[Data records]

.....

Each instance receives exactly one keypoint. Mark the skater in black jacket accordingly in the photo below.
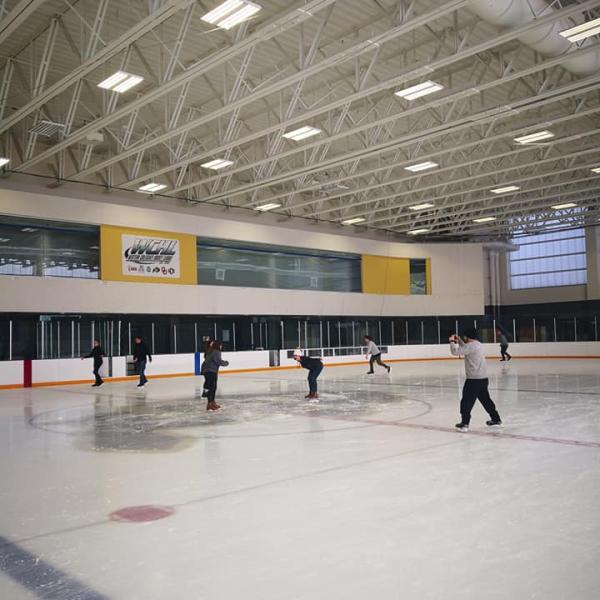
(314, 366)
(141, 355)
(96, 353)
(210, 369)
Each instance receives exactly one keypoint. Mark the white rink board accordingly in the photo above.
(11, 372)
(65, 369)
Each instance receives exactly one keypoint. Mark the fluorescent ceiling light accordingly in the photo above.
(422, 89)
(120, 82)
(353, 221)
(230, 13)
(265, 207)
(422, 206)
(152, 187)
(534, 137)
(421, 166)
(218, 163)
(580, 32)
(302, 133)
(505, 190)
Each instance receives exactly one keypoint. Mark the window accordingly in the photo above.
(418, 276)
(549, 260)
(48, 249)
(251, 265)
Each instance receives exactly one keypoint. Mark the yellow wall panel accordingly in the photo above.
(385, 275)
(147, 256)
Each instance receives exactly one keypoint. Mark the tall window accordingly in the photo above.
(549, 260)
(222, 262)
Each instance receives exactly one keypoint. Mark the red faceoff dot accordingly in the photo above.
(141, 514)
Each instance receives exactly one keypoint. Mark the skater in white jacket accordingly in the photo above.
(476, 385)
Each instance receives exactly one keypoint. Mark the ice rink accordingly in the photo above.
(369, 494)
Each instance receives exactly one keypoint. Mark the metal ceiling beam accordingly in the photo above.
(283, 84)
(288, 20)
(22, 11)
(486, 116)
(166, 11)
(434, 65)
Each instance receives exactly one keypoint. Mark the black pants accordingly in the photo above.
(99, 380)
(312, 378)
(376, 358)
(210, 386)
(141, 367)
(477, 389)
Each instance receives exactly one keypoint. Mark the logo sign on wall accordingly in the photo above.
(146, 256)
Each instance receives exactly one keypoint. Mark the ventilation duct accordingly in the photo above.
(545, 39)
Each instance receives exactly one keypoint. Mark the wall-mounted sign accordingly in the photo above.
(143, 255)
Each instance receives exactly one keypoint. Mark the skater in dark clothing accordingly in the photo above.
(476, 385)
(504, 347)
(375, 352)
(141, 355)
(314, 367)
(210, 369)
(96, 353)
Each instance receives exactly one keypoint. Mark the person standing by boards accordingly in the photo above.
(476, 384)
(503, 347)
(141, 355)
(97, 354)
(314, 367)
(213, 361)
(375, 353)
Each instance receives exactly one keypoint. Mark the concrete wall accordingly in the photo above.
(457, 269)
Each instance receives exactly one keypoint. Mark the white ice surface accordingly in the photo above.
(275, 499)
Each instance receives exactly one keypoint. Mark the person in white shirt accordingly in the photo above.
(476, 385)
(375, 352)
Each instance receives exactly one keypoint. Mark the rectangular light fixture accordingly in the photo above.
(218, 163)
(266, 207)
(580, 32)
(231, 13)
(302, 133)
(505, 190)
(422, 89)
(421, 166)
(534, 137)
(120, 82)
(152, 188)
(353, 221)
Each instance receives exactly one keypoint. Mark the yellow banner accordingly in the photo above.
(147, 256)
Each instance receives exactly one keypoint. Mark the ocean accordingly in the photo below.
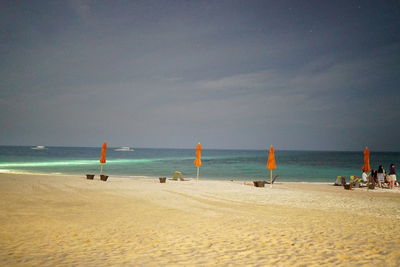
(307, 166)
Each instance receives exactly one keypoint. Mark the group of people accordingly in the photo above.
(379, 177)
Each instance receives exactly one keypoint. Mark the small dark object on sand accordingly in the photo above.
(259, 183)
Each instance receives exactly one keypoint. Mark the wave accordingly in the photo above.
(71, 163)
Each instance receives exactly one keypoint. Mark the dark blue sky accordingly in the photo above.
(318, 75)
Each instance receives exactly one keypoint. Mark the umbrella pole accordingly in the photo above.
(270, 177)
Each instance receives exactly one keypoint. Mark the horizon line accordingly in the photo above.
(193, 148)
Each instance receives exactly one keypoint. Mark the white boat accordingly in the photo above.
(124, 148)
(38, 147)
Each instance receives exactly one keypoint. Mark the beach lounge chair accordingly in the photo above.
(356, 181)
(177, 175)
(346, 185)
(262, 183)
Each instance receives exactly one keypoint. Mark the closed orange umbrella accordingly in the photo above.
(366, 167)
(197, 161)
(271, 164)
(103, 156)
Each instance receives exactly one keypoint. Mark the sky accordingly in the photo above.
(300, 75)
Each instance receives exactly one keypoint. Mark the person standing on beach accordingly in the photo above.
(381, 176)
(392, 175)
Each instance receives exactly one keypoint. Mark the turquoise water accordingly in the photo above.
(308, 166)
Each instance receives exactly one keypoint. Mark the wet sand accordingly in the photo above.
(54, 220)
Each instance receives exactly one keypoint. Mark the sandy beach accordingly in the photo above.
(55, 220)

.....

**Task requirements**:
Without any of the pictures, repeat the entries above word for word.

**Response**:
Each instance receives exactly one keypoint. Mark the skater in black jacket accordingly in the photo below.
(314, 366)
(141, 355)
(96, 353)
(210, 369)
Each instance receives exactly one keypoint. Mark the white rink board accordingly in the photo above.
(11, 372)
(65, 369)
Each instance receives exactly one keypoint. Mark the fluorescent ceiling light accordingly in the photo above.
(422, 89)
(120, 82)
(353, 221)
(230, 13)
(265, 207)
(422, 206)
(152, 187)
(534, 137)
(421, 166)
(218, 163)
(580, 32)
(302, 133)
(505, 190)
Each instance receives exactly one keypoint. Mark the window accordingly in the photo above.
(418, 276)
(549, 260)
(48, 249)
(251, 265)
Each instance receives exactly one keypoint. Mark the yellow wall panel accordingly in the photo above.
(385, 275)
(147, 256)
Each instance receives exactly one keypoint. Mark the tall window accordingly in the photo above.
(549, 260)
(222, 262)
Each instance receives exactly one keypoint. Mark the red faceoff dot accordingly in the photo above.
(141, 514)
Each instance receives exactly one keypoint. Mark the skater in white jacket accordingly in the photo above.
(476, 385)
Each instance receives exactly one keypoint. Mark the ice rink accordingly in the photo above.
(369, 494)
Each instance receives exactly one keypoint. Mark the metal ceiling beam accordingly in the photo above.
(283, 84)
(288, 20)
(22, 11)
(486, 116)
(166, 11)
(434, 65)
Each instance receives exactly one keypoint. Mark the black pants accordingly in the photo above.
(99, 380)
(312, 378)
(376, 358)
(210, 386)
(141, 367)
(477, 389)
Each instance receives exactly one keypoint. Mark the logo sign on wall accordingly in the photo above.
(146, 256)
Each instance receives exactly one keypoint. Mark the ventilation duct accordingly in the photo above.
(545, 39)
Each instance receives exactly one keypoint. Mark the wall-mounted sign accordingly in the photo above.
(143, 255)
Each instance receives exactly one keypoint. Mark the skater in dark clothing accordingly in the photo above.
(476, 385)
(504, 347)
(375, 352)
(141, 355)
(314, 367)
(210, 369)
(96, 353)
Each instance receives exactly one keypoint. Mark the person standing by boards accordingly in the photo above.
(476, 384)
(503, 347)
(141, 355)
(97, 354)
(314, 367)
(213, 361)
(375, 353)
Each instance receives exactly one keypoint. Mark the concrete wall accordingly in the photo above.
(457, 269)
Each instance receives exactly one keypoint. Mark the white ice surface accordingly in the photo above.
(275, 499)
Each instance receives exactly one keypoint. Mark the person in white shirt accordingly in the photo above.
(476, 385)
(375, 352)
Each instance receives exactly one keypoint. Mark the rectangular light fixture accordingly in the photo above.
(218, 163)
(266, 207)
(580, 32)
(231, 13)
(302, 133)
(505, 190)
(422, 89)
(421, 166)
(534, 137)
(120, 82)
(152, 188)
(353, 221)
Each instance receives exactly one keypoint. Mark the yellow banner accordingly in the photo above.
(147, 256)
Each instance receives exactly one keypoint. Mark the ocean accordingly in the photo below.
(307, 166)
Each instance receives exactly one keypoint. Mark the group of people accordingly in the photo above.
(379, 177)
Each instance receives exactly one keypoint. Mark the small dark object on sand accordingly in the photo above.
(259, 183)
Each instance receives exactly one keypoint. Mark the wave accordingly in the photo above.
(71, 163)
Each instance receives exactly one keypoint. Mark the dark blue sky accordingly in the photo above.
(318, 75)
Each instance receives exactly one keypoint. Mark the umbrella pole accordingly in the photo above.
(270, 177)
Each instance receives exactly one keypoint. Mark the horizon line accordingly in the photo above.
(193, 148)
Each instance receives exactly one keypoint. Mark the white boat accordingly in the photo above.
(124, 148)
(38, 147)
Each instance receives exactly one keypoint. Mark the beach lounge chair accordingly in the photo above.
(356, 181)
(177, 175)
(346, 185)
(262, 183)
Each instance receives exactly one keypoint. Mark the closed orange umbrella accordingly in the photo above.
(366, 167)
(197, 161)
(271, 164)
(103, 156)
Each instance receives exactly one keypoint. Mark the sky accordingly in the photo above.
(300, 75)
Each instance receives exactly one keypoint. Mark the person standing on beach accordingly in the photo above.
(381, 176)
(392, 175)
Each instance receives exactly one keypoint. Mark the turquoise water accordingly in the photo above.
(308, 166)
Each instance receives exactly one keypoint. Mark the wet sand accordingly in the photo above.
(54, 220)
Each instance receives exactly one keypoint. Mark the sandy beach accordingly in the photo above.
(55, 220)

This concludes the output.